#### What this task involves:
Rewrite all of the records, putting "occurrence" wherever "instance" appears and leaving everything else unchanged.

#### Exercise material:
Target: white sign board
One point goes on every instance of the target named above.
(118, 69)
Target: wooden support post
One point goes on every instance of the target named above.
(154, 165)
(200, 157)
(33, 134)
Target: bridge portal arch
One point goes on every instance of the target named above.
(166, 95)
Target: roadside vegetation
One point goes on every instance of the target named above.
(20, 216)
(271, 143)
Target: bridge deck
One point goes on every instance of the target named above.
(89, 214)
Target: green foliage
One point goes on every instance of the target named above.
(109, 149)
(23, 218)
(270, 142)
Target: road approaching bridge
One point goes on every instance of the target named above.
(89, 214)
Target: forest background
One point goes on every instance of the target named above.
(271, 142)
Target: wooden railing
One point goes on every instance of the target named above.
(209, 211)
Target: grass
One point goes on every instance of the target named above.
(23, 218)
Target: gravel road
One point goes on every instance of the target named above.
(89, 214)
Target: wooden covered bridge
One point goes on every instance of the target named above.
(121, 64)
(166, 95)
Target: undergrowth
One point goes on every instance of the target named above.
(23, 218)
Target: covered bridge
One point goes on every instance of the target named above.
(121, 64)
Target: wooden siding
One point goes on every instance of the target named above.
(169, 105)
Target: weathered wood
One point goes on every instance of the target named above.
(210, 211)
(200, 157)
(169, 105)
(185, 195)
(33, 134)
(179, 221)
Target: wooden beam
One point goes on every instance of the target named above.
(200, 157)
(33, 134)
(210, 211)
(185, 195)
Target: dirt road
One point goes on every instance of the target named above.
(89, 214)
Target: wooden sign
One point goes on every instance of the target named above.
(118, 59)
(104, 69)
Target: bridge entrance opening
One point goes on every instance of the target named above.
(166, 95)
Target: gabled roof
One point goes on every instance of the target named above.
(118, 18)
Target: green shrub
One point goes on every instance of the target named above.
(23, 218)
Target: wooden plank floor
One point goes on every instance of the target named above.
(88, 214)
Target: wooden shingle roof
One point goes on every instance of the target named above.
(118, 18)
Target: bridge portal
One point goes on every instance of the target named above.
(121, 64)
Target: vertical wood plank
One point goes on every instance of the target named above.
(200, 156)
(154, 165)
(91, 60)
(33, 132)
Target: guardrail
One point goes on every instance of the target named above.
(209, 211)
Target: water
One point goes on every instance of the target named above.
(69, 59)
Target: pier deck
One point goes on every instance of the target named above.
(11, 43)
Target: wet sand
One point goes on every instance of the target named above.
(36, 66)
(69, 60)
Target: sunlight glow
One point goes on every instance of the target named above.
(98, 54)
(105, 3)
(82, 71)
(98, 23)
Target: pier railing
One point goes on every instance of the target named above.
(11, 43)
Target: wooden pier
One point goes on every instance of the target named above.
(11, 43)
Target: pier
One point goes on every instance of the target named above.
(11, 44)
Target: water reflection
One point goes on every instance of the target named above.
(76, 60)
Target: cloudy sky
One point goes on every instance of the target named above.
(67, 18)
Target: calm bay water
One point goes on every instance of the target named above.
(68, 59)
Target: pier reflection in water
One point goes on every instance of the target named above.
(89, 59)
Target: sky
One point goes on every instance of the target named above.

#### The reply:
Target: white sign board
One point goes on every occurrence of the target named above.
(118, 69)
Target: wooden support post
One point goes on every occurrence of the target named above.
(154, 165)
(200, 157)
(33, 134)
Target: bridge portal arch
One point goes on every occurrence of the target named above.
(166, 95)
Target: roadside vegetation
One point goes on every occurrence of the target named above.
(20, 216)
(271, 143)
Target: bridge deck
One point goes on every occurrence of the target named above.
(89, 214)
Target: green foliage
One point goes on every occurrence of the target named above.
(109, 149)
(23, 218)
(270, 142)
Target: road approaching bridge
One point goes on every occurrence of the target named above.
(89, 214)
Target: forest background
One point goes on every occurrence of the target named above.
(271, 142)
Target: wooden railing
One point goes on every occurrence of the target named above.
(209, 211)
Target: grass
One point goes on every occurrence of the target named above.
(23, 218)
Target: gravel road
One point goes on every occurrence of the target named above.
(89, 214)
Target: wooden covered bridge
One point goes on every occurrence of the target named above.
(121, 64)
(166, 95)
Target: undergrowth
One point goes on every occurrence of the target named above.
(23, 218)
Target: covered bridge
One point goes on every occurrence of the target named above.
(121, 64)
Target: wooden siding
One point goes on every occurrence of the target named above.
(169, 105)
Target: weathered wood
One point goes on every occurrence of the target named above.
(210, 211)
(200, 157)
(169, 105)
(185, 195)
(33, 134)
(179, 221)
Target: wooden beam
One point goes on every occurrence of the target named above.
(200, 157)
(33, 134)
(210, 211)
(185, 195)
Target: dirt road
One point goes on every occurrence of the target named above.
(89, 214)
Target: wooden sign
One point goes on every occurrence of the target named above.
(118, 59)
(104, 69)
Target: bridge entrance opening
One point goes on every occurrence of the target named above.
(166, 95)
Target: gabled roof
One point goes on every occurrence of the target named above.
(118, 18)
Target: green shrub
One point goes on every occurrence of the target named above.
(23, 218)
Target: wooden plank floor
One point goes on every occurrence of the target named above.
(88, 214)
Target: wooden shingle roof
One point goes on every occurrence of the target named above.
(118, 18)
Target: bridge portal
One point goes on every occurrence of the target named above.
(121, 64)
Target: vertical wood plank
One point goes on every occurrence of the target named above.
(200, 156)
(154, 165)
(91, 60)
(33, 132)
Target: guardrail
One point goes on every occurrence of the target named above.
(209, 211)
Target: water
One point goes on every occurrence of the target named above.
(69, 59)
Target: pier deck
One point goes on every occurrence of the target named above.
(11, 43)
Target: wet sand
One point goes on every occurrence of the target named above.
(36, 66)
(69, 60)
Target: sunlight glow
One point goes on every occurrence of the target named above.
(98, 54)
(105, 3)
(82, 71)
(98, 23)
Target: pier railing
One point goes on every occurrence of the target named above.
(11, 43)
Target: wooden pier
One point goes on every occurrence of the target named above.
(11, 43)
Target: pier
One point goes on every occurrence of the target named above.
(11, 44)
Target: water reflection
One point goes on every occurrence of the target named above.
(76, 60)
Target: cloudy sky
One point goes on every occurrence of the target named above.
(67, 18)
Target: calm bay water
One point goes on every occurrence of the target named above.
(68, 59)
Target: pier reflection in water
One point goes on every occurrence of the target named above.
(89, 59)
Target: sky
One point goes on every occurrence of the target named above.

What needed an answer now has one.